Repeat every line of the records below without changing anything, but leave out the pictures.

>> start ENTRIES SUPPLIED

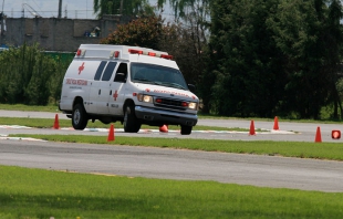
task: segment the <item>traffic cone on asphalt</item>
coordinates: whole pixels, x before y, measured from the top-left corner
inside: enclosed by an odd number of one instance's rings
[[[274,117],[274,127],[273,127],[274,131],[278,131],[279,129],[279,119],[278,119],[278,116]]]
[[[251,121],[251,123],[250,123],[250,132],[249,132],[249,135],[256,135],[256,133],[254,133],[254,124],[253,124],[253,121]]]
[[[60,129],[59,114],[55,115],[55,122],[53,123],[53,128]]]
[[[107,142],[113,142],[113,140],[114,140],[114,126],[113,124],[111,124]]]
[[[322,142],[322,134],[321,134],[321,127],[320,126],[316,127],[316,133],[315,133],[314,142],[315,143],[321,143]]]
[[[163,125],[159,127],[159,132],[162,133],[168,133],[168,126],[167,125]]]

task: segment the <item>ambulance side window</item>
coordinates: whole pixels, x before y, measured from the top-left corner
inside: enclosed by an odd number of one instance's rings
[[[102,81],[110,81],[115,66],[116,66],[116,62],[108,62],[105,69],[105,72],[103,74]]]
[[[98,81],[100,80],[100,77],[101,77],[101,75],[102,75],[102,73],[103,73],[103,71],[104,71],[104,67],[105,67],[105,65],[106,65],[106,61],[102,61],[101,63],[100,63],[100,65],[98,65],[98,67],[97,67],[97,70],[96,70],[96,73],[95,73],[95,75],[94,75],[94,80],[95,81]]]
[[[114,82],[125,82],[127,75],[127,64],[121,63],[114,77]]]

>> end ENTRIES SUPPLIED

### EXERCISE SOLUTION
task: segment the <item>traffic cone on asphalt</item>
coordinates: whole pixels, x before y, measured from the top-left corner
inside: enclosed by an odd number of one instance's rings
[[[274,117],[274,127],[273,127],[274,131],[278,131],[279,129],[279,119],[278,119],[278,116]]]
[[[251,121],[251,123],[250,123],[250,132],[249,132],[249,135],[256,135],[256,133],[254,133],[254,124],[253,124],[253,121]]]
[[[60,129],[59,114],[55,115],[55,122],[53,123],[53,128]]]
[[[107,142],[113,142],[113,140],[114,140],[114,126],[113,124],[111,124]]]
[[[322,142],[322,134],[321,134],[321,127],[320,126],[316,127],[316,133],[315,133],[314,142],[315,143],[321,143]]]
[[[163,125],[159,127],[159,132],[162,133],[168,133],[168,126],[167,125]]]

task: segment the <item>ambulance side window</item>
coordinates: whole pixels, x before y, measured from the top-left corner
inside: enclosed by an odd number of one instance's rings
[[[102,81],[110,81],[115,66],[116,66],[116,62],[108,62],[105,69],[105,72],[103,74]]]
[[[98,81],[100,80],[100,77],[101,77],[101,75],[102,75],[102,73],[103,73],[103,71],[104,71],[104,67],[105,67],[105,65],[106,65],[106,61],[102,61],[101,63],[100,63],[100,65],[98,65],[98,67],[97,67],[97,70],[96,70],[96,73],[95,73],[95,75],[94,75],[94,80],[95,81]]]
[[[114,82],[125,82],[127,75],[127,64],[121,63],[114,77]]]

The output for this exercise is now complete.